◆ EXERCISE ◆
Put every line from the one containing "Mark one point per instance of the double-hung" through the final line of the rows, both included, into a JSON list of strings, one string per line and with blank lines omitted.

◆ MATERIAL FOR THE TASK ◆
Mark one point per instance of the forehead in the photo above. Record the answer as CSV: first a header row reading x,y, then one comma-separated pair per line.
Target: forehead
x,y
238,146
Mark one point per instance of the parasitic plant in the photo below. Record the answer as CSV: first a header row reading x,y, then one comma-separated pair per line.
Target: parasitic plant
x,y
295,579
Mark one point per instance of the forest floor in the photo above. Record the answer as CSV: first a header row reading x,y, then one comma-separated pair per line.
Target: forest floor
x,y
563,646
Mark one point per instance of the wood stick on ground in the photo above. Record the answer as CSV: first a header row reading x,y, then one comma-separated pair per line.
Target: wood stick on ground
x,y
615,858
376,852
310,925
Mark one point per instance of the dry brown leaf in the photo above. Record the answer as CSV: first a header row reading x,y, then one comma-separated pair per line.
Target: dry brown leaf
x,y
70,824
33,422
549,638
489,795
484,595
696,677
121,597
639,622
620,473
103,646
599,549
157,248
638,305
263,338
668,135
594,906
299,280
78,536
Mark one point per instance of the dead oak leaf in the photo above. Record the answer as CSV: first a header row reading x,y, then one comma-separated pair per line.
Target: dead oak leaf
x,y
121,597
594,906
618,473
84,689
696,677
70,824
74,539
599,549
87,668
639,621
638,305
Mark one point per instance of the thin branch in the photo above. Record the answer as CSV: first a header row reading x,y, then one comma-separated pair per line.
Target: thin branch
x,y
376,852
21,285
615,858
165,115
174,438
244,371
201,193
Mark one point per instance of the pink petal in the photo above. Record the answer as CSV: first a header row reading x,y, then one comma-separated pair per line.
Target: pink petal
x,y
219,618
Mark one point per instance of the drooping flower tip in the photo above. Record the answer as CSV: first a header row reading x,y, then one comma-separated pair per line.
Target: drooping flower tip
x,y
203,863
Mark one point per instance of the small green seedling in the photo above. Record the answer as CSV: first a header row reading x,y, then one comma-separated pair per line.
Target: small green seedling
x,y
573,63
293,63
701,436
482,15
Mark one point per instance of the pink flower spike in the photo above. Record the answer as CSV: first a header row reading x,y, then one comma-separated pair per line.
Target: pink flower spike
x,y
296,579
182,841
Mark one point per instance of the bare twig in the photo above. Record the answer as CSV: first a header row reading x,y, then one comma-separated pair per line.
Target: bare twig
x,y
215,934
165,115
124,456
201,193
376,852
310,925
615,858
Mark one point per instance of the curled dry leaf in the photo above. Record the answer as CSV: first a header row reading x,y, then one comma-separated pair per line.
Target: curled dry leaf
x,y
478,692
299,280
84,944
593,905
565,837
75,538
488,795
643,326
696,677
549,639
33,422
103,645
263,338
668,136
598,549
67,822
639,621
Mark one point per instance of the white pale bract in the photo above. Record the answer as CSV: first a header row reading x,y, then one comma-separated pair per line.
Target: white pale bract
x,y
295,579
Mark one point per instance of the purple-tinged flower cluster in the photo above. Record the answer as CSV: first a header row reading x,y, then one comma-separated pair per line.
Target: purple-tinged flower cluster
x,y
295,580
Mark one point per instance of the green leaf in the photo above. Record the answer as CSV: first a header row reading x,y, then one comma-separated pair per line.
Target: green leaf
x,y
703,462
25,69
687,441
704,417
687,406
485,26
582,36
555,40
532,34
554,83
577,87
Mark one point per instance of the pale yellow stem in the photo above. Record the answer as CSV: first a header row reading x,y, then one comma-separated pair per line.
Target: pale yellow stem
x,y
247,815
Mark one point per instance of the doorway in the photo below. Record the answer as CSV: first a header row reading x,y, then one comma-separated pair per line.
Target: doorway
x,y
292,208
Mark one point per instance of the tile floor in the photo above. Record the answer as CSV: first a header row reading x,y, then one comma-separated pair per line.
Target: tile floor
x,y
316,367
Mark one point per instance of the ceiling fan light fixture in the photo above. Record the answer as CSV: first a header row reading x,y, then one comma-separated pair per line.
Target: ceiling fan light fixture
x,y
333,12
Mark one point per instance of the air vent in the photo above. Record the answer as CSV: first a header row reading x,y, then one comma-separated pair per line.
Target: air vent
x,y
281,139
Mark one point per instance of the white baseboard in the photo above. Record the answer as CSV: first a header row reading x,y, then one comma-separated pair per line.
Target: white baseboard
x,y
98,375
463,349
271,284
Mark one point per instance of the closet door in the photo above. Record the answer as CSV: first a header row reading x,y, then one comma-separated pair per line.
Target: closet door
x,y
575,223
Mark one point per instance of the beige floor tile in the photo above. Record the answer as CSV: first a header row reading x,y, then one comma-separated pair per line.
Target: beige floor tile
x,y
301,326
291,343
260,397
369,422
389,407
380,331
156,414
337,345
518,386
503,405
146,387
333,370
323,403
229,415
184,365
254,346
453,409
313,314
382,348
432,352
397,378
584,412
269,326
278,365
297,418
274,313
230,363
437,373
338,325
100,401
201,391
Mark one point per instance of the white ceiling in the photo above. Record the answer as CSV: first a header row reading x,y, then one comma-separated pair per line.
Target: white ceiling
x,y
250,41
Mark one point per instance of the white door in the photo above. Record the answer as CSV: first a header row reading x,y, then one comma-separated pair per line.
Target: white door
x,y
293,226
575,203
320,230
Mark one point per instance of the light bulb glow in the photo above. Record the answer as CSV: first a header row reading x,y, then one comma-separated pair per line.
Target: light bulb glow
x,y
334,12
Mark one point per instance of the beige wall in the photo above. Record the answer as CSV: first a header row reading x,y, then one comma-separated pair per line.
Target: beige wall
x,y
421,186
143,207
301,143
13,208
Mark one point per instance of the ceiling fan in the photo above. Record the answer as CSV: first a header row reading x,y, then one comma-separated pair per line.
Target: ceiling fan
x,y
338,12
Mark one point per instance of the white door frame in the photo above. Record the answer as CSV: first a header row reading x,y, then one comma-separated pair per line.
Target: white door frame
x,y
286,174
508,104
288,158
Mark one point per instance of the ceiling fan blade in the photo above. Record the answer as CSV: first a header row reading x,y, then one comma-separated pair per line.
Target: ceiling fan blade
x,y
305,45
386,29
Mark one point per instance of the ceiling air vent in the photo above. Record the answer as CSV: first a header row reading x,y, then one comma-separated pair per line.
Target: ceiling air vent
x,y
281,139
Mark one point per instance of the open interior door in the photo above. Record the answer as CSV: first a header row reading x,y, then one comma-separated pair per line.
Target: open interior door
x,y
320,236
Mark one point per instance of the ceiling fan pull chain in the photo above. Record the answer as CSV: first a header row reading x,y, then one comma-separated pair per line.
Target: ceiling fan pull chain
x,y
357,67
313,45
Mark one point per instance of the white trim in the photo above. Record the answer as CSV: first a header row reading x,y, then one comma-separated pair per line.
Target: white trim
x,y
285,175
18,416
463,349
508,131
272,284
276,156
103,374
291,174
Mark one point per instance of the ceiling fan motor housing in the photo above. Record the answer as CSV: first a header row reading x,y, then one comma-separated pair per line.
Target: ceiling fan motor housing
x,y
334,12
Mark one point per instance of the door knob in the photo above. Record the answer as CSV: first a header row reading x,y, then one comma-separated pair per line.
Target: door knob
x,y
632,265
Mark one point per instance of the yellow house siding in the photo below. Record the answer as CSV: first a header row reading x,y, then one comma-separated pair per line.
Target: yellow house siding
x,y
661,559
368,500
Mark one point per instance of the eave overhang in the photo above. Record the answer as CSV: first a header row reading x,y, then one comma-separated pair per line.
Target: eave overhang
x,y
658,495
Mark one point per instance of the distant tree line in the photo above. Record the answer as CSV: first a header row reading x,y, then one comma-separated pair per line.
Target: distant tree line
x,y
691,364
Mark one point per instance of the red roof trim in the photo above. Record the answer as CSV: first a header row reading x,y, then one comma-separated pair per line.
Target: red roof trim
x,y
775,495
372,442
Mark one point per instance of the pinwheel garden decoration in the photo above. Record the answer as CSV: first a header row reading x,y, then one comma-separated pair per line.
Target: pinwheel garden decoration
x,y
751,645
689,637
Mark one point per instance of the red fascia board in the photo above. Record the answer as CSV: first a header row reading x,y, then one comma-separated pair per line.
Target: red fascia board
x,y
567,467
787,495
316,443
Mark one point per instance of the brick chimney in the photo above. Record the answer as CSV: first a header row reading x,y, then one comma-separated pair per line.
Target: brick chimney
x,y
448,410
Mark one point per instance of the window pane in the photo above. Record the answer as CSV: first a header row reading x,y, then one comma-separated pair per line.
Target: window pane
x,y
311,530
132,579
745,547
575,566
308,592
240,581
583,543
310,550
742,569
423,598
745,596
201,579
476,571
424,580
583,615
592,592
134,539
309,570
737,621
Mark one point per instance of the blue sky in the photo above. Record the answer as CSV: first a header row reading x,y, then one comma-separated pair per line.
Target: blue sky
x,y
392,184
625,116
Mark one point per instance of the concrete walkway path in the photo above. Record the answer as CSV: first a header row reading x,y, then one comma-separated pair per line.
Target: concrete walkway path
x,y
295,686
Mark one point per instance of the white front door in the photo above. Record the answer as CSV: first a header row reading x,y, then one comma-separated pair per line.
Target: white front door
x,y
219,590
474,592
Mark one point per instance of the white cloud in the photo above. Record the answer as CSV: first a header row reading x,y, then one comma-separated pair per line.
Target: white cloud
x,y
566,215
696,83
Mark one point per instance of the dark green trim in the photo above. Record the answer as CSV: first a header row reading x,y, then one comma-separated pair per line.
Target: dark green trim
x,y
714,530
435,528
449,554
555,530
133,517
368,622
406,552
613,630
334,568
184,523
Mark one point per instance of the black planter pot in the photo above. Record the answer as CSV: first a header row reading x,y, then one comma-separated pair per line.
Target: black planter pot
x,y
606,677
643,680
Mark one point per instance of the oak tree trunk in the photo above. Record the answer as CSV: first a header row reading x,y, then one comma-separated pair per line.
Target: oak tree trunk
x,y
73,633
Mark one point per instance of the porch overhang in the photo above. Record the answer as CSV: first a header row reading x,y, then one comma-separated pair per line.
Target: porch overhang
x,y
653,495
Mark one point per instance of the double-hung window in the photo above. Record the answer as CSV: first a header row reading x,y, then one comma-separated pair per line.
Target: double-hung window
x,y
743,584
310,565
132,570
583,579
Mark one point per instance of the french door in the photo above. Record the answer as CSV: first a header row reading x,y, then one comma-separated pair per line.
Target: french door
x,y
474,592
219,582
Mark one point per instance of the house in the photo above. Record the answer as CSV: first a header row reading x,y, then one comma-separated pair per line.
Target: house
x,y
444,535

◆ THE OUTPUT ◆
[
  "Mark one point per instance of the double-hung window in the photo above. Record the answer as CSV: first a header row reading x,y, then one comma-separated pair per line.",
  "Target: double-hung window",
  "x,y",
  "743,584",
  "310,565",
  "132,570",
  "583,579",
  "Mark one point per instance of the french door in the photo above. Record the answer as CSV: first a header row reading x,y, then one comma-separated pair per line.",
  "Target: french door",
  "x,y",
  "474,592",
  "219,582",
  "Mark one point per instance of the house in the photo above. Record the answer as CSV: first a header row reading x,y, then one comma-separated pair per line.",
  "Target: house",
  "x,y",
  "444,535"
]